TESTO ESTRATTO:
Il Tour li ha messi nuovamente tutti in scacco, come sempre. Non si muove foglia che il Tour non voglia, e in questo periodo di restrizioni per Covid-19, dove l'attività ciclistica è paralizzata come ogni cosa, e nel frattempo si ragiona su una ripartenza, la Grande Boucle tiene in scacco tutto il movimento ciclistico. Non c'è altra disciplina che possegga questo potere, che abbia questo peso. Non c'è nell'atletica, nel basket o nella pallavolo, per arrivare al calcio, un evento che condizioni in maniera così chiara e profonda il proprio sport.
Circolano da settimane bozze di calendario, con il Tour posizionato prima ad agosto, adesso sempre molto più insistentemente a settembre (il nuovo programma prevede la partenza da Nizza il 29 agosto e la conclusione a Parigi il 20 settembre), con il nostro Giro pronto a scendere per le strade del Belpaese ad ottobre (nel periodo dal 3 al 25, questa l'intenzione degli organizzatori), mentre la Vuelta potrebbe finire a novembre, ma sono tutti discorsi virtuosi per non dir virtuali, come discutere sul sesso degli angeli.
Tutto ruota attorno al Tour de France e questa non è una novità. È un dato di fatto al quale ormai tutti si adeguano, dall'Uci in giù. Tutti aspettano che la curva pandemica scemi, che l'emergenza coronavirus venga in qualche modo ridimensionata, poi si attenderà il pronunciamento della Grande Boucle, che tutto governa e tutto dispone senza trasformare. Non lo dicono a chiare lettere, ma il primo tassello che va sistemato è il loro: il Tour deve scegliere il periodo e la data, il resto poi verrà da sé.
«Stiamo lavorando affinché il progetto Giro prenda vita ad ottobre, ma siamo tutti un po' lì alla finestra, perché fin quando non si conosce il programma del Tour, è difficile mettere giù una bozza di calendario - ci spiega Mauro Vegni, direttore del Giro d'Italia -. Noi, in ogni caso, stiamo ragionando su ottobre, con la speranza che la situazione sanitaria vada migliorando, perché questo è il requisito minimo necessario».

MATERIALE FORNITO:
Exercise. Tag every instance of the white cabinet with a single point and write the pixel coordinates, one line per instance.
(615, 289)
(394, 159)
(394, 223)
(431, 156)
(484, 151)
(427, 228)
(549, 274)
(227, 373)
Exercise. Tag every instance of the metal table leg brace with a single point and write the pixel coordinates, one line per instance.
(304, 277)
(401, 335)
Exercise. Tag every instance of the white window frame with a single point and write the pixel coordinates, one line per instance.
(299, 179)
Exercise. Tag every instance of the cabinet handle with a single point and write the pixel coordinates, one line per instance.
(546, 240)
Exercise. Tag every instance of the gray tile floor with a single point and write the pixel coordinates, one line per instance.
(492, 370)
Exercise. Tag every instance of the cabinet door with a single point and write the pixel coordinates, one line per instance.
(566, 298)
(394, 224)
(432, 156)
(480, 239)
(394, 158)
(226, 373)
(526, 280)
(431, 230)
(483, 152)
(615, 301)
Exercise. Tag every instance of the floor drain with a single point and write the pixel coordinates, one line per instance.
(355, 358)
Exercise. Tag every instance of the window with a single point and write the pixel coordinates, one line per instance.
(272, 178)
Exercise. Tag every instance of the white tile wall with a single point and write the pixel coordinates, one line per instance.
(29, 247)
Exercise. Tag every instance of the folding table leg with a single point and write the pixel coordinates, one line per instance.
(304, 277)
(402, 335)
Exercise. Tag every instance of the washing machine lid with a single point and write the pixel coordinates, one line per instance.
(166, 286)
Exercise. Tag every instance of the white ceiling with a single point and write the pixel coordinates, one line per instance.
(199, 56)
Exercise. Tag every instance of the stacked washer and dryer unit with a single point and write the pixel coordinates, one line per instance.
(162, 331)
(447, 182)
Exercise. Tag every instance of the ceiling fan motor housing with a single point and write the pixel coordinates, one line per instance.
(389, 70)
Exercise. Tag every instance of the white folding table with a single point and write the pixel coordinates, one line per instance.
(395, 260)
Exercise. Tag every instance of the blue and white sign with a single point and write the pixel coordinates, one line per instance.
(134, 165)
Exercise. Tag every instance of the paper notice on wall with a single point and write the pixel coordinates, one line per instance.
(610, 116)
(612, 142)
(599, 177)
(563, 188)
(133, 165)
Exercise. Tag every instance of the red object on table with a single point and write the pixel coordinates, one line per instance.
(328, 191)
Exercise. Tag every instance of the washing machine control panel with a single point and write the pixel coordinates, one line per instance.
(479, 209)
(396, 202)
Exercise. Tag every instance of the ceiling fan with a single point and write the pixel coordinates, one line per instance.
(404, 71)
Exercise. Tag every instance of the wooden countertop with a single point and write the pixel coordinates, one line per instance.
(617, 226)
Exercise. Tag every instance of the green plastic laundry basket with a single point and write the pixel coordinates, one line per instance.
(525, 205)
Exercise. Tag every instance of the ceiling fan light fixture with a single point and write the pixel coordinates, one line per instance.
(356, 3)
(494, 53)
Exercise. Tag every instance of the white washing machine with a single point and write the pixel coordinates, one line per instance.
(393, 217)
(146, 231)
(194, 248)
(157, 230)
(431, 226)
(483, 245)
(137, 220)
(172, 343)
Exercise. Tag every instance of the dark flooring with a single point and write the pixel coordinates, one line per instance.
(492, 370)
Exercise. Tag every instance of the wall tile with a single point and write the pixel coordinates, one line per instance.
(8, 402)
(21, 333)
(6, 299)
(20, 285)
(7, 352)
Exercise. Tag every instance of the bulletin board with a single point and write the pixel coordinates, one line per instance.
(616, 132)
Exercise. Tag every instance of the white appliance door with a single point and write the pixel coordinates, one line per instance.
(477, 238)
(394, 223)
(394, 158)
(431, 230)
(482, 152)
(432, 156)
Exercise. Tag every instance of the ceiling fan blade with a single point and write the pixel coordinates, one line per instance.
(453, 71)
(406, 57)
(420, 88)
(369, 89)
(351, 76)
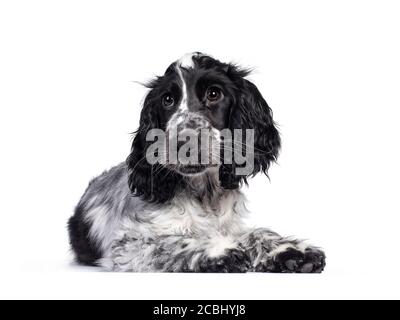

COSA SI RICHIEDE:
Riporti parola per parola il passo dell'articolo sul Tour de France che comincia con "Circolano da settimane" e termina con "sesso degli angeli.".

RISPOSTA DEFINITIVA:
Circolano da settimane bozze di calendario, con il Tour posizionato prima ad agosto, adesso sempre molto più insistentemente a settembre (il nuovo programma prevede la partenza da Nizza il 29 agosto e la conclusione a Parigi il 20 settembre), con il nostro Giro pronto a scendere per le strade del Belpaese ad ottobre (nel periodo dal 3 al 25, questa l'intenzione degli organizzatori), mentre la Vuelta potrebbe finire a novembre, ma sono tutti discorsi virtuosi per non dir virtuali, come discutere sul sesso degli angeli.